Reproduce every one of the following lines word for word, with nothing changed.

DATA SUPPLIED
------------------------------------------------------------------------
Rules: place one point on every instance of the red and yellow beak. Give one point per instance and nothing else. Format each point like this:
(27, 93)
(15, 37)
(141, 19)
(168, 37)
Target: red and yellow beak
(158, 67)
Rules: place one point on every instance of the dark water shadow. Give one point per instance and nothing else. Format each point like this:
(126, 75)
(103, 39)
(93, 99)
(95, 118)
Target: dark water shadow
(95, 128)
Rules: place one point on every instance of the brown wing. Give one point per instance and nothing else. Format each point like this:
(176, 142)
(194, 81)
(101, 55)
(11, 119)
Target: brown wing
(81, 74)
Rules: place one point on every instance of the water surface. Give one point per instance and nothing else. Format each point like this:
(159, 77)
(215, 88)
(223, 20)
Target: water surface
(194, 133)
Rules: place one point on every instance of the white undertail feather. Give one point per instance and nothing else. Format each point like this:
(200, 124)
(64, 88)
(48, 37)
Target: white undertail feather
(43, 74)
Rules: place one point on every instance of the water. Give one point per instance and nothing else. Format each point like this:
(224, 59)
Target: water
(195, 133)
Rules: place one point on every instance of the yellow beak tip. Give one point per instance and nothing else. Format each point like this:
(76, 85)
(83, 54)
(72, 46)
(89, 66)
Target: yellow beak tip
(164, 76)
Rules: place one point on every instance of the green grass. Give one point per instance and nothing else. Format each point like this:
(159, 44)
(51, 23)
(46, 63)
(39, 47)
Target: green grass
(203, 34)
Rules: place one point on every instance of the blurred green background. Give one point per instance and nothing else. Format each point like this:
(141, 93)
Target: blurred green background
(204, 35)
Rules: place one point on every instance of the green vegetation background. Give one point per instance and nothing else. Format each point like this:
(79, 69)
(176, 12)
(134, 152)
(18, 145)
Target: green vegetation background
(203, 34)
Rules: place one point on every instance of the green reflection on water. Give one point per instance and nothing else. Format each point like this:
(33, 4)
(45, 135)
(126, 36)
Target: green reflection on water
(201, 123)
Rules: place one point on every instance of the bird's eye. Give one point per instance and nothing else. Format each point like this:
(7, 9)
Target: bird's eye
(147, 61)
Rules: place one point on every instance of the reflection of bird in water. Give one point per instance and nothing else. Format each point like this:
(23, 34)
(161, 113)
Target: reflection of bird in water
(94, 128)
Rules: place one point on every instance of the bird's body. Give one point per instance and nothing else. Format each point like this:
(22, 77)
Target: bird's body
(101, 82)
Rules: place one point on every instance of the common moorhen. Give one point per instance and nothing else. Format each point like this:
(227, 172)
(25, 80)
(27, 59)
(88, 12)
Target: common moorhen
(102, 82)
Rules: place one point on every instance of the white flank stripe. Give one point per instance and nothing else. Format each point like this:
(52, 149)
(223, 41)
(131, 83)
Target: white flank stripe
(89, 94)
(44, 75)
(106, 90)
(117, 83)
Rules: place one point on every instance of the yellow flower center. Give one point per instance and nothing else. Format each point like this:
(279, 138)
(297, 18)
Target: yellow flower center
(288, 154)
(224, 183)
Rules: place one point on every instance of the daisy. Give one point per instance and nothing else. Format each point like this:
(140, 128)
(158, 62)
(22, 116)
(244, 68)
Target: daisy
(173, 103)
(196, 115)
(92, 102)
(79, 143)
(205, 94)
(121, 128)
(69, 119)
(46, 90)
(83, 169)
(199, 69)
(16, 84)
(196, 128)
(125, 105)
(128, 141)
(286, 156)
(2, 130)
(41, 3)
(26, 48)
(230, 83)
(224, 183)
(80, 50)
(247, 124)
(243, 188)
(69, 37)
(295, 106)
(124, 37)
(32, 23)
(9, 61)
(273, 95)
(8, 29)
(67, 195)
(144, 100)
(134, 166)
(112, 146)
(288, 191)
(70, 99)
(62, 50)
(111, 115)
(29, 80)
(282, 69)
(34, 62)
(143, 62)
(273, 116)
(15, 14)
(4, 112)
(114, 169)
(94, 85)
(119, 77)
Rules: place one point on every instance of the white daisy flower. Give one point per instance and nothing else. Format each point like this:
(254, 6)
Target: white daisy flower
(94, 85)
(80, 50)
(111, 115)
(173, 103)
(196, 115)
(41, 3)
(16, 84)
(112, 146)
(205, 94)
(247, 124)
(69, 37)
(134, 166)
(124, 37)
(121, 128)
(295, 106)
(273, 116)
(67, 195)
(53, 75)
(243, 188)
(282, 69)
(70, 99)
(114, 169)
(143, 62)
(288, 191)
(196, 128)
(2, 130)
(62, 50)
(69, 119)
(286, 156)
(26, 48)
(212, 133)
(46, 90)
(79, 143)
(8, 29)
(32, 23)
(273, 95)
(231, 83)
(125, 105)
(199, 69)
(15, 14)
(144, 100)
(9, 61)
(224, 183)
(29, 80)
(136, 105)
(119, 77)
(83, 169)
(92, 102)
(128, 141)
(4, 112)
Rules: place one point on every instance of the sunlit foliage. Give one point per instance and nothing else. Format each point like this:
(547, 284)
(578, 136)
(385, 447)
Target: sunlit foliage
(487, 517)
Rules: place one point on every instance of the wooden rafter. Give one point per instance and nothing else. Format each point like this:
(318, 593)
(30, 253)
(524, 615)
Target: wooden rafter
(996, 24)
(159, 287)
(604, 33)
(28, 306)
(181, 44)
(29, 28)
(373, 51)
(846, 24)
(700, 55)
------------------------------------------------------------------------
THE REPLY
Rules: place one point on every instance of the red and yellow beak. Give one point per instance and nothing else. Format each point like this:
(27, 93)
(15, 37)
(141, 19)
(168, 37)
Target: red and yellow beak
(158, 67)
Rules: place one point on every instance of the dark water shadow. Give one point per instance and nothing else. Format each point like this:
(126, 75)
(103, 39)
(93, 99)
(95, 118)
Target: dark water shadow
(95, 128)
Rules: place one point on every instance of the brown wing. Give one point per instance and nothing else. Format each point like this:
(176, 142)
(194, 81)
(101, 55)
(11, 119)
Target: brown wing
(81, 74)
Rules: place one point on every instance of the water surface. Give one point per instance and nothing else. Format each point like this:
(159, 77)
(215, 88)
(223, 20)
Target: water surface
(194, 133)
Rules: place one point on every instance of the white undertail feather. Give one point per instance and nothing else. Format each point like this:
(200, 124)
(64, 88)
(48, 37)
Target: white undertail feather
(43, 74)
Rules: place one point on every instance of the water. Give one point per instance and nothing else. Format each point like this:
(224, 59)
Target: water
(195, 133)
Rules: place one point on every instance of the yellow beak tip. Give one point per instance and nothing else. Format each point like this:
(76, 85)
(83, 54)
(72, 46)
(89, 66)
Target: yellow beak tip
(164, 76)
Rules: place one point on every instance of the green grass. Give one point per instance and nothing else. Format each point like this:
(159, 44)
(51, 23)
(46, 63)
(39, 47)
Target: green grass
(203, 34)
Rules: place one point on every instance of the blurred green background. Give one point per instance and nothing else. Format each point like this:
(141, 93)
Target: blurred green background
(204, 35)
Rules: place one point on every instance of the green vegetation background. Give one point per instance and nothing else. Format each point like this:
(79, 69)
(176, 12)
(134, 152)
(18, 145)
Target: green vegetation background
(203, 34)
Rules: place one point on every instance of the green reflection on water. Give one point per instance and nothing else. Format each point like this:
(33, 4)
(45, 135)
(126, 36)
Target: green reflection on water
(201, 123)
Rules: place one point on every instance of the bird's eye. Give one point per instance and nothing else. Format each point like this:
(7, 9)
Target: bird's eye
(147, 61)
Rules: place one point on every instance of the reflection of bird in water. Give one point per instance and nothing else. Format each point like this:
(23, 34)
(161, 113)
Target: reflection of bird in water
(94, 128)
Rules: place one point on every instance of the bird's body. Give one point per instance and nothing else. Format each point like this:
(22, 77)
Target: bird's body
(101, 82)
Rules: place one point on every instance of the common moorhen. Give one point per instance and nothing else. Format each point like this:
(227, 172)
(25, 80)
(27, 59)
(88, 12)
Target: common moorhen
(102, 82)
Rules: place one point on every instance of the white flank stripe. Give one point per instance and nothing else. Format each point like this:
(52, 149)
(223, 41)
(131, 83)
Target: white flank stripe
(89, 94)
(44, 75)
(106, 90)
(117, 83)
Rules: place one point on every instance of the yellow flower center. Give one point per instance and nothing else. Format each point like this:
(279, 138)
(297, 18)
Target: yellow flower center
(288, 154)
(224, 183)
Rules: place one point on every instance of the daisy. Give one point per instance and nothing else. Format each point like this:
(140, 128)
(158, 62)
(22, 116)
(244, 68)
Target: daisy
(173, 103)
(196, 115)
(92, 102)
(79, 143)
(205, 94)
(121, 128)
(69, 119)
(46, 90)
(83, 169)
(199, 69)
(16, 84)
(196, 128)
(125, 105)
(128, 141)
(286, 156)
(2, 130)
(41, 3)
(26, 48)
(230, 83)
(224, 183)
(80, 50)
(247, 124)
(243, 188)
(69, 37)
(295, 106)
(124, 37)
(32, 23)
(9, 61)
(273, 95)
(8, 29)
(67, 195)
(144, 100)
(134, 166)
(112, 146)
(288, 191)
(70, 99)
(62, 50)
(111, 115)
(29, 80)
(282, 69)
(34, 62)
(143, 62)
(273, 116)
(15, 14)
(4, 112)
(114, 169)
(94, 85)
(119, 77)
Rules: place one point on every instance of the white daisy flower. Give one point per instance and nothing else. Format each point like this:
(254, 6)
Target: white daisy flower
(94, 85)
(80, 50)
(111, 115)
(173, 103)
(196, 115)
(41, 3)
(16, 84)
(112, 146)
(205, 94)
(247, 124)
(69, 37)
(134, 166)
(124, 37)
(121, 128)
(295, 106)
(273, 116)
(67, 195)
(53, 75)
(243, 188)
(282, 69)
(70, 99)
(114, 169)
(143, 62)
(288, 191)
(196, 128)
(2, 130)
(62, 50)
(69, 119)
(286, 156)
(26, 48)
(212, 133)
(46, 90)
(79, 143)
(8, 29)
(32, 23)
(273, 95)
(231, 83)
(125, 105)
(199, 69)
(15, 14)
(144, 100)
(9, 61)
(224, 183)
(29, 80)
(136, 105)
(119, 77)
(83, 169)
(92, 102)
(128, 141)
(4, 112)
Rules: place one point on every instance of the sunlit foliage. Give one point per instance and nothing else. Format each point like this:
(547, 284)
(578, 136)
(385, 447)
Target: sunlit foliage
(487, 517)
Rules: place one point on every instance of the wooden rafter. Give one point per instance and nothing else. Format each point like this:
(318, 593)
(30, 253)
(524, 615)
Target: wooden rafter
(996, 24)
(159, 287)
(604, 33)
(28, 306)
(181, 44)
(29, 28)
(373, 51)
(846, 24)
(700, 55)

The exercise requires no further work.